Exercise: What follows are records. Restate all of them word for word.

Collected data:
+---+
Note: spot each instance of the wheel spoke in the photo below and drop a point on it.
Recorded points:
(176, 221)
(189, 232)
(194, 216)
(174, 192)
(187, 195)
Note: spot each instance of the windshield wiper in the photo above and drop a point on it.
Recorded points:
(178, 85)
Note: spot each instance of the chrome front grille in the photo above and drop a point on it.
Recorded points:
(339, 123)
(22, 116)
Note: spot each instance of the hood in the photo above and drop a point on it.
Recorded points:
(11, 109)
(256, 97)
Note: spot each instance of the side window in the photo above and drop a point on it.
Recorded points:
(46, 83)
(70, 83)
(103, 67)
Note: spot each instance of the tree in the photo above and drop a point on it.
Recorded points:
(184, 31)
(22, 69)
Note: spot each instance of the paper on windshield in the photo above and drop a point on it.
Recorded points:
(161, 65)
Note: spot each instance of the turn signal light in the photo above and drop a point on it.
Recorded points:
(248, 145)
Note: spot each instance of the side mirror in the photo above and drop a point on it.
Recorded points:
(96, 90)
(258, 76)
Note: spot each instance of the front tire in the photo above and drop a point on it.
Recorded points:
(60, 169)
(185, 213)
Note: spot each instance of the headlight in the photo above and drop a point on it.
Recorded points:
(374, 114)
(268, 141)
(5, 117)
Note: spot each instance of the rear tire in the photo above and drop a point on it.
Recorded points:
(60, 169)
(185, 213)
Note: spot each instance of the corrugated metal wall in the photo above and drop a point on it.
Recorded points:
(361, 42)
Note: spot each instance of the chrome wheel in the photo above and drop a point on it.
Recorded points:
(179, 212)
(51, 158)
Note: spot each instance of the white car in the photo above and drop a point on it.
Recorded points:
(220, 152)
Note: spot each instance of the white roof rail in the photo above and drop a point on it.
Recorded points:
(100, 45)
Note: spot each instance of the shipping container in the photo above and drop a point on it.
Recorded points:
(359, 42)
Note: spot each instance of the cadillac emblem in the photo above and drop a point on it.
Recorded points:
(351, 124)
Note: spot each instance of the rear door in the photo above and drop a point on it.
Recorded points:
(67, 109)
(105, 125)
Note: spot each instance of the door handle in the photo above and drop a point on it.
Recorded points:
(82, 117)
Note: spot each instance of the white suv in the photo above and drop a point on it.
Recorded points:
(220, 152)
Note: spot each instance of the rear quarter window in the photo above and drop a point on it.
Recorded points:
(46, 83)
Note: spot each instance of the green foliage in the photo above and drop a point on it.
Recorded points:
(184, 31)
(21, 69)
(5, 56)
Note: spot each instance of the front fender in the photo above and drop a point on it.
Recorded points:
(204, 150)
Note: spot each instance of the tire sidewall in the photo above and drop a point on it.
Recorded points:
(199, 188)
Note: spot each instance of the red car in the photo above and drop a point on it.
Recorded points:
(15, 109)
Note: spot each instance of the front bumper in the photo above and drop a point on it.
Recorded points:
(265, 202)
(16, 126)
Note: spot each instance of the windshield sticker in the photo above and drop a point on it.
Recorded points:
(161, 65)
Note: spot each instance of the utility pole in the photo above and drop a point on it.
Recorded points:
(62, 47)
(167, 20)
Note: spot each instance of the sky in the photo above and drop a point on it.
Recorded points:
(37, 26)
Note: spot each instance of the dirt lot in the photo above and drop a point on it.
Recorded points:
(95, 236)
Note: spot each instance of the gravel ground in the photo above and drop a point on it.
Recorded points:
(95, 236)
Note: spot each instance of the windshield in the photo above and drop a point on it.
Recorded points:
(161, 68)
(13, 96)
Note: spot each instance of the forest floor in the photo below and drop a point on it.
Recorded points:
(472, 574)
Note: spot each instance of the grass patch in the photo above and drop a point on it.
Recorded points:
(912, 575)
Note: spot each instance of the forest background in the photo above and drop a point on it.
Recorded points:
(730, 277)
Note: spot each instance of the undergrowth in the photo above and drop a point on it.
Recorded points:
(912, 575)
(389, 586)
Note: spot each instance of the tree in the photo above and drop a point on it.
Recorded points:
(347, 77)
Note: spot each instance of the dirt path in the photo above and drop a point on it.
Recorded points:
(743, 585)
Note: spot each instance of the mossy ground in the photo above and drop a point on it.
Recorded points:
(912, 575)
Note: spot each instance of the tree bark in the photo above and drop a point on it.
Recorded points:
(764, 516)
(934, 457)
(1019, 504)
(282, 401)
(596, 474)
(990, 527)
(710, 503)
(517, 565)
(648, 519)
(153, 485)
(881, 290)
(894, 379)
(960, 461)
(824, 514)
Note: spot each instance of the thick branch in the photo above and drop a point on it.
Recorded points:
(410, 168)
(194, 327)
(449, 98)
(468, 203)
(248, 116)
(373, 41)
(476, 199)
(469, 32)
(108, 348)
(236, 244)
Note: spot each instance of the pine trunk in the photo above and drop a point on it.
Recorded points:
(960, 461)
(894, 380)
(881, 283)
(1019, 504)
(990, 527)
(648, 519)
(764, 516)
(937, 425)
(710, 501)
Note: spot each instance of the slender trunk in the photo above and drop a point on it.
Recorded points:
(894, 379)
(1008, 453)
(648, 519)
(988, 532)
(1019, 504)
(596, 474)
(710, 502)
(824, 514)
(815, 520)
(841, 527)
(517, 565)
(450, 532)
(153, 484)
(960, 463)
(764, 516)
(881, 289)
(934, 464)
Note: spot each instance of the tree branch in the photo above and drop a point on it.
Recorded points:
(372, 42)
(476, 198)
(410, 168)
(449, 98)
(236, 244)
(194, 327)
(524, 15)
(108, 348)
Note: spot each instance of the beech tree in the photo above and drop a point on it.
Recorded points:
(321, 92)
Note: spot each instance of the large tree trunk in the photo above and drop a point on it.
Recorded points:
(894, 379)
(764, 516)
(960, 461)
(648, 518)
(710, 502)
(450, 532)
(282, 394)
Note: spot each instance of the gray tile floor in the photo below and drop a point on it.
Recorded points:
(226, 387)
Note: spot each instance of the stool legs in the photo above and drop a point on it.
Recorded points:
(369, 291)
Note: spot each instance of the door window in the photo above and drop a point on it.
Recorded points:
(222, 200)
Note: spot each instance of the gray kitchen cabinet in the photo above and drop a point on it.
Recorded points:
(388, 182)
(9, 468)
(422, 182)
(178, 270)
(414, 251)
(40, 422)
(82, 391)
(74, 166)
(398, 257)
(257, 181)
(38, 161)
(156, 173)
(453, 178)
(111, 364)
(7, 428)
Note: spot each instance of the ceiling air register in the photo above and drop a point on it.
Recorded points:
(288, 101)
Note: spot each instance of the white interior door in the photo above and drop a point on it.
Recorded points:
+---+
Solution below:
Note: spot each instance of the wheel spoke in the photo below and drop a point on it.
Recorded points:
(176, 221)
(189, 232)
(194, 216)
(174, 192)
(187, 195)
Note: spot each instance of the windshield wiper in the photo above and drop a point on it.
Recorded points:
(178, 85)
Note: spot each instance of the chrome front grille in the photo above and drop a point on it.
Recorded points:
(339, 123)
(22, 116)
Note: spot each instance of the hood in the photo above and drop a point on it.
Recorded points:
(11, 109)
(256, 97)
Note: spot each instance of the side window in the photo above and drop a point on it.
Recorded points:
(46, 83)
(70, 83)
(103, 67)
Note: spot each instance of the tree in the photo above and drop a point on it.
Recorded points:
(184, 31)
(22, 69)
Note: spot each instance of the paper on windshield in the photo above and drop a point on it.
Recorded points:
(161, 65)
Note: spot each instance of the turn signal light in the photo above and drop a point on it.
Recorded points:
(248, 145)
Note: spot each instance of the side mirror in the photo above and drop a point on it.
Recorded points:
(96, 90)
(258, 76)
Note: spot each instance of the front tire in the photo above and drop a point on it.
Recorded points:
(60, 169)
(185, 213)
Note: spot each instance of the headlight in the photo above and drop a point on it.
Recorded points:
(374, 114)
(268, 141)
(5, 117)
Note: spot each instance of the rear tire in the photo above and drop a point on it.
Recorded points:
(60, 169)
(185, 213)
Note: spot each instance of the corrugated metal wall in the photo above and drop a point on it.
Recorded points:
(361, 42)
Note: spot each instance of the chrome wheel in the photo above and drop a point on it.
Recorded points:
(179, 212)
(51, 158)
Note: spot each instance of the white car in the photo above and drop a point on it.
Recorded points:
(220, 152)
Note: spot each instance of the white roof rail in the photo above and drop a point on it.
Recorded points:
(100, 45)
Note: spot each instance of the shipping container in the photo above and drop a point on it.
Recorded points:
(359, 42)
Note: spot each instance of the cadillac emblem in the photo above and drop a point on it.
Recorded points:
(351, 124)
Note: spot each instance of the rear door in the photo above and drop a point on it.
Recorded points:
(67, 109)
(105, 125)
Note: spot each instance of the door handle in the photo above and drop a point on it.
Recorded points:
(82, 117)
Note: spot each instance of the white suv in the photo above and drop a point on it.
Recorded points:
(220, 152)
Note: spot each instance of the rear quarter window in the photo above and drop a point on it.
Recorded points:
(46, 83)
Note: spot each instance of the green foliage in the photo above and drop a point on it.
Recorded points:
(184, 31)
(21, 69)
(5, 56)
Note: spot each instance of the front fender in the photo above and drop a point on it.
Recorded points:
(204, 150)
Note: spot each instance of the tire sidewall in the photo above and drop a point on it.
Recorded points:
(199, 188)
Note: spot each instance of the red car in the photo above and drop a point on it.
Recorded points:
(15, 109)
Note: spot each instance of the front bumper in the photo above and drop a point on it.
Recorded points:
(265, 202)
(16, 126)
Note: spot each instance of the windshield sticker in the photo above and drop a point on it.
Recorded points:
(161, 65)
Note: spot each instance of the utility pole in the photo above and drop a point on it.
Recorded points:
(62, 47)
(167, 20)
Note: spot each instance of the sky in the photo above and drop a point on it.
Recorded points:
(37, 26)
Note: spot each instance of the dirt lot in the photo above and drop a point on it.
Recorded points:
(95, 236)
Note: spot each instance of the gravel ground in the photo above and drop a point on it.
Recorded points:
(95, 236)
Note: spot each instance of the windshield in the photo above and drop a point on it.
Recorded points:
(161, 68)
(13, 96)
Note: spot each instance of the forest floor in the photo below and drop a point on it.
Recorded points:
(472, 574)
Note: spot each instance of the grass patch in the photo above and drop a point on it.
Recorded points:
(912, 575)
Note: spot each instance of the forest background in the photo above and drop a point on it.
Recorded points:
(730, 277)
Note: spot each instance of the undergrowth in the photo above and drop a point on it.
Recorded points:
(912, 575)
(389, 586)
Note: spot each instance of the tree in the photo above and drop a point on it.
Recorded points:
(347, 77)
Note: spot each instance of the dirt path in the photo above and drop a point on it.
Recorded points:
(743, 585)
Note: spot each instance of the mossy ground in the photo above and drop a point on it.
Recorded points:
(912, 575)
Note: spot each instance of the tree bark in the photo above and drop a point on it.
Recorded points:
(764, 516)
(934, 457)
(1019, 504)
(282, 401)
(596, 474)
(990, 527)
(710, 503)
(517, 565)
(648, 519)
(153, 485)
(881, 290)
(894, 379)
(960, 461)
(824, 514)
Note: spot each instance of the thick branch in the photo above and drop a point on it.
Recorded points:
(410, 168)
(194, 327)
(449, 98)
(468, 203)
(248, 116)
(373, 41)
(476, 199)
(469, 32)
(108, 348)
(236, 244)
Note: spot each instance of the pine trunk in the photo above and drop a point on it.
Recorded points:
(960, 461)
(894, 380)
(881, 283)
(1019, 504)
(990, 527)
(648, 519)
(764, 516)
(937, 425)
(710, 501)
Note: spot each instance of the slender trunk in the photo above and drop a point on it.
Recorded points:
(894, 379)
(1008, 453)
(648, 519)
(988, 532)
(1019, 504)
(596, 474)
(710, 502)
(824, 514)
(815, 520)
(841, 527)
(517, 565)
(450, 532)
(153, 484)
(960, 463)
(764, 516)
(881, 289)
(934, 464)
Note: spot each instance of the tree branch in the photo above and drop a point on it.
Recorded points:
(372, 42)
(476, 198)
(410, 168)
(449, 98)
(236, 244)
(194, 327)
(524, 15)
(108, 348)
Note: spot each instance of the beech tree in the photo above and drop a point on it.
Recorded points:
(321, 92)
Note: spot each instance of the large tree trunk in the photo above and drop a point on it.
Recorded points:
(894, 379)
(764, 516)
(960, 461)
(648, 518)
(710, 502)
(450, 532)
(282, 394)
Note: spot each instance of the gray tile floor in the photo below and drop a point on it.
Recorded points:
(226, 387)
Note: spot each instance of the stool legs in the photo above and drop a point on it.
Recorded points:
(369, 291)
Note: spot each instance of the door window in the photo above and drop a point on it.
Recorded points:
(222, 200)
Note: spot each instance of the gray kitchen cabinet in the photo above and drop a point on it.
Recorded points:
(388, 182)
(9, 468)
(422, 182)
(178, 270)
(414, 251)
(40, 422)
(82, 391)
(74, 166)
(398, 257)
(257, 181)
(38, 161)
(156, 173)
(453, 178)
(111, 364)
(7, 428)
Note: spot each instance of the ceiling air register in the photo above and drop a point on it.
Recorded points:
(288, 101)
Note: spot each instance of the white interior door in the photo above and drop a point on it.
Recorded points:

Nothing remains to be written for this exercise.